### Task statement
An exact copy of all the data, minus the images, is required.

### Material supplied
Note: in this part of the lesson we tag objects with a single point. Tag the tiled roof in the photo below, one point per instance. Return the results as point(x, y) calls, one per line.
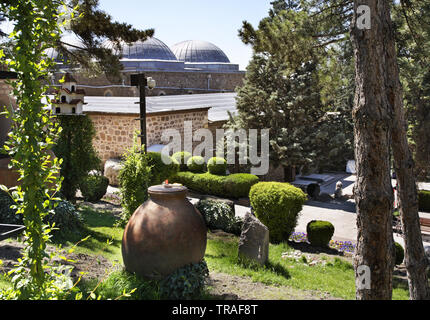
point(219, 104)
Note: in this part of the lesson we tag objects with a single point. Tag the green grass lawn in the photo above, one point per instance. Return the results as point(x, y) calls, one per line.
point(335, 278)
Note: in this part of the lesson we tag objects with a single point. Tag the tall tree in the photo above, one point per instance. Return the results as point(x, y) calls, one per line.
point(415, 259)
point(372, 128)
point(283, 89)
point(380, 96)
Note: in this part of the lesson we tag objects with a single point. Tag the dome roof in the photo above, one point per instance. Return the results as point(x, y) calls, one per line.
point(199, 51)
point(150, 49)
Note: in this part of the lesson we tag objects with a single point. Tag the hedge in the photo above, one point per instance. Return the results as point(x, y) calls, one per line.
point(217, 165)
point(181, 157)
point(196, 164)
point(277, 205)
point(424, 200)
point(319, 232)
point(93, 188)
point(160, 171)
point(232, 186)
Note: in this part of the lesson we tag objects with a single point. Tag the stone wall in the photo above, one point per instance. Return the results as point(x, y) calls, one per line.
point(115, 132)
point(168, 83)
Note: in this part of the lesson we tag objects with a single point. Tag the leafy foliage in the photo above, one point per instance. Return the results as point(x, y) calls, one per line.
point(181, 157)
point(219, 215)
point(94, 187)
point(319, 232)
point(277, 205)
point(134, 178)
point(217, 165)
point(186, 282)
point(65, 216)
point(196, 164)
point(159, 170)
point(75, 147)
point(36, 29)
point(234, 185)
point(92, 26)
point(294, 83)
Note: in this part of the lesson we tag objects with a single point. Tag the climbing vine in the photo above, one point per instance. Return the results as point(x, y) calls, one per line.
point(36, 28)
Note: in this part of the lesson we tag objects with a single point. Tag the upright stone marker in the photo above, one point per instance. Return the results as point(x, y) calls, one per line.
point(254, 240)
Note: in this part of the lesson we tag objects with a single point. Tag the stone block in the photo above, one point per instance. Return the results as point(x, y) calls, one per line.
point(254, 240)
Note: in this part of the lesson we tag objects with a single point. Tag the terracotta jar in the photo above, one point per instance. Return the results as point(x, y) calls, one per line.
point(165, 233)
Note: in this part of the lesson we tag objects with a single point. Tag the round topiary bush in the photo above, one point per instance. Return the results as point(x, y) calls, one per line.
point(181, 157)
point(400, 253)
point(93, 188)
point(217, 165)
point(277, 205)
point(238, 185)
point(196, 164)
point(160, 171)
point(319, 232)
point(219, 215)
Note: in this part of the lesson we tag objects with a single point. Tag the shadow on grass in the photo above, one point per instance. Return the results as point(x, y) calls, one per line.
point(274, 267)
point(308, 248)
point(98, 241)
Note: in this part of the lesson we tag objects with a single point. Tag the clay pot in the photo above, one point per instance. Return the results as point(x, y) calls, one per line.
point(165, 233)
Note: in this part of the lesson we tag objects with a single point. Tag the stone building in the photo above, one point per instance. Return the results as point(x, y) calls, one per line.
point(189, 67)
point(71, 99)
point(114, 118)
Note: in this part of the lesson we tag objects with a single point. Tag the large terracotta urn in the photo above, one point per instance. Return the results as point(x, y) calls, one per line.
point(165, 233)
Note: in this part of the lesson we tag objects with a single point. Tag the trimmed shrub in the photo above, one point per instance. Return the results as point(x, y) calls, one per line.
point(134, 178)
point(181, 157)
point(400, 253)
point(239, 184)
point(319, 232)
point(160, 171)
point(219, 215)
point(217, 165)
point(277, 205)
point(75, 147)
point(93, 188)
point(424, 200)
point(196, 164)
point(234, 185)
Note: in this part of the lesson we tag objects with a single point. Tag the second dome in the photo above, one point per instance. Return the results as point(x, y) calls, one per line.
point(199, 51)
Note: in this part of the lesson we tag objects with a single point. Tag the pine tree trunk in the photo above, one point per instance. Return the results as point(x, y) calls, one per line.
point(372, 127)
point(415, 259)
point(289, 173)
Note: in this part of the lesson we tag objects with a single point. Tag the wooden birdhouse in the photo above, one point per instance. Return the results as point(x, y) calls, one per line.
point(70, 100)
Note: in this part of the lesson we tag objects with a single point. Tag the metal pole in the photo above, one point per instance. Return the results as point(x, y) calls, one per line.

### Solution to the problem
Note: in this part of the lesson we tag objects with a single point. Tag the tiled roof in the photo below, one point per instance. Return the results as point(x, y) calls, one per line.
point(219, 104)
Note: in this part of the lesson we tag objects with a single point. Tag the green grass lawn in the photo above, one point per instance. Return the results as point(x, y) calls, one per line.
point(335, 278)
Note: in this part of the lesson we tag objects with a single point. Tag the tall tree in the photo above, one point per instance. Return the results as point(x, y) calls, one per line.
point(415, 259)
point(372, 128)
point(283, 89)
point(380, 96)
Note: in this part of the lesson we tag objects with a single point. Tag the dome roof in the photo above, one point per instance. Return the results as point(x, y) calls, one per line.
point(199, 51)
point(150, 49)
Note: in this part of the lesson we tag objects with a single point. Tag the hedge in the photo above, one point per instance. Return the results as point(x, y) calls, one per line.
point(217, 165)
point(181, 157)
point(196, 164)
point(277, 205)
point(424, 200)
point(319, 232)
point(93, 188)
point(160, 171)
point(232, 186)
Note: in this part of the lesson we tag objects with a single point. Tag the stone wall in the photo above, one point per instance. Return the results as point(x, y) calls, one per line.
point(115, 132)
point(168, 83)
Note: in this part of the lesson we tag objects with a single point. Tag the leafy foliage in the photo above, one point per instance. Return the results as point(x, y) calls, one per line.
point(181, 157)
point(219, 215)
point(94, 187)
point(319, 232)
point(277, 205)
point(134, 178)
point(217, 165)
point(186, 282)
point(65, 216)
point(196, 164)
point(159, 170)
point(75, 147)
point(36, 29)
point(234, 185)
point(92, 26)
point(294, 83)
Note: in this part of the lesson we tag objects with a single point. Tag the climbing vine in the photo above, one point per instance. Return the results as point(x, y) calls, one per line.
point(36, 28)
Note: in this part of the lesson we tag objects with a single point. Tag the upright stone marker in the photo above, one point per instance. Return the results as point(x, y) calls, one per line.
point(254, 240)
Note: in this part of the lesson we tag objects with a single point. Tag the stone block in the photo above, one point per instance. Return the results as point(x, y) calls, one per line.
point(254, 240)
Note: in this part of the lesson we tag objects with a single point. Tag the terracotta jar in the photo above, one point per instance. Return the results as point(x, y) calls, one per line.
point(165, 233)
Note: in this part of the lesson we tag objects with a single point. Tag the round topiary bush in the photo above, one point per instance. Return the results as point(x, y) calls, one per line.
point(181, 157)
point(400, 253)
point(93, 188)
point(217, 165)
point(277, 205)
point(238, 185)
point(196, 164)
point(160, 171)
point(319, 232)
point(219, 215)
Note: in this part of the lesson we tag objects with a single point. Tag the shadow on grass in the photo above, one point per instance. Return the results as point(x, y) calls, one per line.
point(274, 267)
point(308, 248)
point(98, 241)
Note: in this part of the lesson we tag objects with a single point. Tag the clay pot in the photo above, one point per instance. Return the results as point(x, y) calls, one per line.
point(165, 233)
Note: in this part of the lesson we tag objects with a single point. Tag the stone building in the photo above, one point per instance. Return the results as point(x, y) calls, one per line.
point(189, 67)
point(71, 99)
point(114, 118)
Note: in this part of the lesson we tag objects with a single point. Tag the large terracotta urn in the photo above, one point per instance. Return the results as point(x, y) calls, one per line.
point(165, 233)
Note: in this part of the lesson we tag objects with a single point. Tag the trimmed shrub in the photo above, one point per instance. Return the results as point(x, y) calls, one per line.
point(134, 178)
point(181, 157)
point(400, 253)
point(239, 184)
point(319, 232)
point(160, 171)
point(219, 215)
point(217, 165)
point(277, 205)
point(75, 147)
point(93, 188)
point(424, 200)
point(196, 164)
point(234, 185)
Note: in this part of the lesson we tag objects with a single point. Tag the second dome in the photo above, one point per instance. Return the results as point(x, y) calls, one per line.
point(199, 51)
Note: in this part of the lesson we tag objects with a single point. Tag the pine tree trunk in the photo above, one point per instance. Return the results as point(x, y) calls, one per line.
point(372, 127)
point(415, 259)
point(289, 173)
Note: in this part of the lesson we tag objects with a single point. Tag the wooden birdhouse in the photo above, one point per instance. Return the results as point(x, y) calls, one per line.
point(70, 100)
Note: in this part of the lesson we tag objects with a single point. Tag the metal pole in the photo above, one point per instance. Return the results as point(x, y) calls, one per line.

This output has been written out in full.